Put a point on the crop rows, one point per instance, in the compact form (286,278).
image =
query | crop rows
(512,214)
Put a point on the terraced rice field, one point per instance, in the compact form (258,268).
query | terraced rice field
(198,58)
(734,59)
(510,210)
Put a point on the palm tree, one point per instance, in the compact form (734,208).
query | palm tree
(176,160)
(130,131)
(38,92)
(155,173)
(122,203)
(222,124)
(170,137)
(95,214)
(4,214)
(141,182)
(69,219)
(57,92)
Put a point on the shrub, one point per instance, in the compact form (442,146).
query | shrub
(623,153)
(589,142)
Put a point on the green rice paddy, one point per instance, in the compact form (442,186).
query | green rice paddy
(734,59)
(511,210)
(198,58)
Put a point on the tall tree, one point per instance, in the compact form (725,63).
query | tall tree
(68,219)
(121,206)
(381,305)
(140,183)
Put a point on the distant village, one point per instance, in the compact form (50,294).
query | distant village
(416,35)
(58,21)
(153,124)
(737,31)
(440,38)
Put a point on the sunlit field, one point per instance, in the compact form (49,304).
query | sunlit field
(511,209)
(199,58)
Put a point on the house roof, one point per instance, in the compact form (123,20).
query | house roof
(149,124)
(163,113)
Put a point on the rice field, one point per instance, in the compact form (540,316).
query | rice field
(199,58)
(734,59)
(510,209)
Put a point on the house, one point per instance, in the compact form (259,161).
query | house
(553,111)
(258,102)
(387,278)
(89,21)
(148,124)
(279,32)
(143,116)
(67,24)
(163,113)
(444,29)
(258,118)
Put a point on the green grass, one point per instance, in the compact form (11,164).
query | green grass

************

Prompt
Quote, without any change, each line from the one that contains "Put a point on the terraced" through the end of the material.

Solution for this problem
Put a point on the terraced rice field, one point per instance, in the compact form (258,268).
query | terraced rice field
(198,58)
(734,59)
(510,210)
Put a point on the palm tree, one point per instance, in the compact form (734,208).
query | palm tree
(176,160)
(130,131)
(38,92)
(155,173)
(122,203)
(222,124)
(170,137)
(95,214)
(4,214)
(141,182)
(69,219)
(57,92)
Put a point on the shrub, one point per instance, in the compact form (442,146).
query | shrub
(623,153)
(589,142)
Put a point on the green rice paddy, one point per instance, in the compact form (442,186).
query | green rice paddy
(734,59)
(511,210)
(198,58)
Put a point on the tall tree, one point per instance, in the compact form (725,63).
query | tall tree
(68,219)
(121,206)
(381,305)
(140,183)
Put a point on the distant village, one point per instance, in the compact form (50,294).
query | distant village
(416,35)
(58,21)
(153,124)
(737,31)
(440,38)
Put a point on the sunlit field, one point per instance, in the compact form (49,304).
query | sunlit field
(511,209)
(199,58)
Put a point on the house roof, one point per instance, in the compact form (123,20).
query | house roof
(149,124)
(163,113)
Put a point on the rice field, one point per instance, in the compact form (540,316).
query | rice field
(199,58)
(734,59)
(510,209)
Put a point on the house, one point per instance, in the compact form (259,161).
query | house
(553,111)
(258,102)
(387,278)
(89,21)
(148,124)
(279,32)
(143,116)
(67,24)
(163,113)
(444,29)
(258,118)
Put a point on the green grass, one point per instance, in the compact form (11,164).
query | green grass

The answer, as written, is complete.